- [WHAT YOU HAVE TO DO]:
Please repeat the data in full, character for character.
Segment Start: SUPPLIED ENTRIES
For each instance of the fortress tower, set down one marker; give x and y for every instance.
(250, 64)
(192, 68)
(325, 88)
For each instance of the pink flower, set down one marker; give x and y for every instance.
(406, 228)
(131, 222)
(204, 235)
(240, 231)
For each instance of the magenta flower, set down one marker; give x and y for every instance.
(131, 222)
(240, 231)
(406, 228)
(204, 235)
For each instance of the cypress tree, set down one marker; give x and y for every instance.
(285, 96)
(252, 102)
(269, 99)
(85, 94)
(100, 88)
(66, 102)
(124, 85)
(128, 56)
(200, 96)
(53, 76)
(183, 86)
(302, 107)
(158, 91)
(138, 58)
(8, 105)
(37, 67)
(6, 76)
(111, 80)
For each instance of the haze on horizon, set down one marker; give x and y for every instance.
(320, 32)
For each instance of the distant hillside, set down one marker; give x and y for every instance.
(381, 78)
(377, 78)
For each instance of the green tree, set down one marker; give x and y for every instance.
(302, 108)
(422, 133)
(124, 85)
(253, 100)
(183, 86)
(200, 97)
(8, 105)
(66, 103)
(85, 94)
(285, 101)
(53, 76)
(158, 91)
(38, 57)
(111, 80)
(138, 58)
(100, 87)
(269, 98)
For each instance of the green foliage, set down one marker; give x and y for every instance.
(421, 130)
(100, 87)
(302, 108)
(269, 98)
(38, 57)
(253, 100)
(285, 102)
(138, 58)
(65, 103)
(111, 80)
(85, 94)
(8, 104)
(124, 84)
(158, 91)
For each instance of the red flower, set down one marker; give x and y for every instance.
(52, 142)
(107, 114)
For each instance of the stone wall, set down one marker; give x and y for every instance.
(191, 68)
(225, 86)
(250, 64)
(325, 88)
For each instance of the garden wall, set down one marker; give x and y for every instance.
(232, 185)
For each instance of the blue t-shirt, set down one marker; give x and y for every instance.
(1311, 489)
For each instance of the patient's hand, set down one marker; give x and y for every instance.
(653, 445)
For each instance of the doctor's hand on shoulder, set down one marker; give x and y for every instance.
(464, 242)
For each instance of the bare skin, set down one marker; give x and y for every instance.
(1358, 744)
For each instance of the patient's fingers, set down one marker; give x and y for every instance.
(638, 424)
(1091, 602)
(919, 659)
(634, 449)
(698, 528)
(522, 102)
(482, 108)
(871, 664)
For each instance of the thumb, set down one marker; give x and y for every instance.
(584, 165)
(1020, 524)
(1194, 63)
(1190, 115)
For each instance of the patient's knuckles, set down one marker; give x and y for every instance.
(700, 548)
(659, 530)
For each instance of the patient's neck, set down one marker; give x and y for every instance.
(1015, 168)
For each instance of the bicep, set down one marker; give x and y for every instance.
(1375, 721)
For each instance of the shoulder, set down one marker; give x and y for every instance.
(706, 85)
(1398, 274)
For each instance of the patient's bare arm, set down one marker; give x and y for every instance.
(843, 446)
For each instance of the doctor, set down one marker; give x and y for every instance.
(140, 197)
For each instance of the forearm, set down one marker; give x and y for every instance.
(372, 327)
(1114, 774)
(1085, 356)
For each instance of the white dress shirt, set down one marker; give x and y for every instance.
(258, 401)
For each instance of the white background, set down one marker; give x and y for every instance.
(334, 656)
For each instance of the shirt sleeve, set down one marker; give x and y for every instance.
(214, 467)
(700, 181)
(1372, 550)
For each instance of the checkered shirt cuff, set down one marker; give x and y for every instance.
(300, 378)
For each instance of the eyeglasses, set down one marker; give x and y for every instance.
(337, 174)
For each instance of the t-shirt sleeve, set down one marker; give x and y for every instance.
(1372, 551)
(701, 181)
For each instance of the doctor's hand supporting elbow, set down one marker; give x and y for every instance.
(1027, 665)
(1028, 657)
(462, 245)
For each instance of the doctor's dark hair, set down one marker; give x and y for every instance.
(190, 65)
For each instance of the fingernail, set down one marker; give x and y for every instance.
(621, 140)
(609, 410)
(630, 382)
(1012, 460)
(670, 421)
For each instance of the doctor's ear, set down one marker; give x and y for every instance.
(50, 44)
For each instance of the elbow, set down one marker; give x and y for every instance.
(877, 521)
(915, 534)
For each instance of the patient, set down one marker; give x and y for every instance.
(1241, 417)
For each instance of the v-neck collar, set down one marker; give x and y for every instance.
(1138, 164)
Segment End: SUPPLIED ENTRIES
- [FINISHED TASK]:
For each instance of the fortress tower, set down one marker; give x and y for every instance.
(250, 64)
(192, 68)
(325, 88)
For each instance of the pink flower, set down one marker; give x and y for every instance.
(406, 228)
(131, 222)
(204, 235)
(240, 231)
For each instance of the magenta flower, set down one marker; give x and y for every instance.
(131, 222)
(240, 231)
(406, 228)
(204, 235)
For each instance of the cypress tree, set down one marker; give x and y for every instance.
(285, 96)
(252, 102)
(269, 99)
(85, 94)
(100, 88)
(66, 102)
(124, 85)
(128, 56)
(200, 96)
(53, 76)
(183, 86)
(302, 107)
(158, 91)
(138, 58)
(8, 105)
(37, 67)
(6, 76)
(111, 80)
For each instance of the haze on horizon, set down one marker; give x and y for every instance.
(320, 32)
For each instance of the distant hillside, set down one marker; give x and y for every instance.
(381, 78)
(377, 78)
For each instance of the green tree, set down one marker; give x and y for every instance.
(302, 108)
(422, 133)
(124, 85)
(253, 100)
(183, 86)
(200, 97)
(8, 105)
(66, 103)
(85, 94)
(285, 101)
(53, 76)
(158, 91)
(38, 57)
(111, 80)
(138, 58)
(100, 87)
(269, 98)
For each instance of the green foliage, set down one marker; give x and y for every instance.
(421, 130)
(100, 87)
(302, 108)
(269, 98)
(38, 57)
(253, 100)
(285, 102)
(138, 58)
(65, 103)
(111, 80)
(85, 94)
(8, 104)
(124, 84)
(158, 91)
For each instance of the red flower, set down one marker; give x and y for every instance.
(52, 142)
(107, 114)
For each instance of the stone wall, set down one marker; give x and y for every instance.
(191, 68)
(225, 86)
(250, 64)
(325, 88)
For each instance of the garden wall, set down one marker; give x and y for every instance.
(232, 185)
For each instance of the blue t-shirt, set down one marker; give x and y for every instance.
(1311, 489)
For each instance of the patient's hand, set down one marker; give x and y for every instance.
(653, 445)
For each instance of the doctor's hand on shoulder, set down one marker; give x and y for every instance.
(464, 242)
For each instance of the bare skin, set down one marker; give x and y for every instance.
(1358, 744)
For each instance of the patient's fingers, set down one marker; give x and y for every instance.
(638, 424)
(1091, 602)
(919, 659)
(634, 449)
(698, 528)
(522, 102)
(482, 108)
(871, 664)
For each instance of the thumb, set down one marker; give x and y for every instance.
(584, 165)
(1020, 524)
(1194, 63)
(1190, 115)
For each instance of the patient's knuckles, set down one marker; give x and y for every instance.
(700, 548)
(659, 530)
For each instance of the patient's neck, set down one marker; give x and y for every instance.
(1015, 168)
For each instance of the bicep, set down one marker; give x and y for every instance.
(1375, 721)
For each instance of the shoulder, set down one marker; give x and y for every instance.
(706, 85)
(1398, 274)
For each instance of the patient's bare arm, set down one marker; give x and y for every instance.
(843, 446)
For each instance of the doctor, set down one marker; give x and y for every instance.
(140, 197)
For each instance of the forearm, set down one marker; give x and y for every instance.
(372, 327)
(1114, 774)
(1085, 356)
For each instance of the white dress shirt, set down one marker; give x and y for every instance.
(258, 401)
For each instance of the white background, set down one marker; give x and y for every instance.
(334, 656)
For each instance of the shirt sleeve, set down one marker; give x and y for every instance.
(214, 467)
(700, 181)
(1372, 550)
For each instance of the checkered shirt cuff, set down one marker; give x and y for every instance.
(300, 378)
For each instance of the eyeglasses, set down one marker; give x and y for every instance.
(337, 174)
For each instance of the t-shirt sleeve, set down one marker; give x and y for every instance.
(1372, 551)
(701, 181)
For each instance of the doctor's hand supporting elbow, set down one marker; give x and y for every instance.
(1027, 665)
(1028, 657)
(462, 245)
For each instance of the doctor's dark hair, set down one marker; give x and y for every instance.
(190, 65)
For each instance of the fingernail, set down one marker; give x and y for every instance.
(621, 140)
(609, 410)
(630, 382)
(1012, 460)
(670, 421)
For each instance of the doctor's ear, set down one marker; give x and y for every instance.
(50, 44)
For each instance of the elbow, set down one marker; give x and y for every instance.
(877, 521)
(915, 534)
For each instance of the patient, set down one marker; give x and y for every instance.
(1241, 417)
For each instance of the v-neck collar, set down one marker; give x and y for every instance.
(1138, 164)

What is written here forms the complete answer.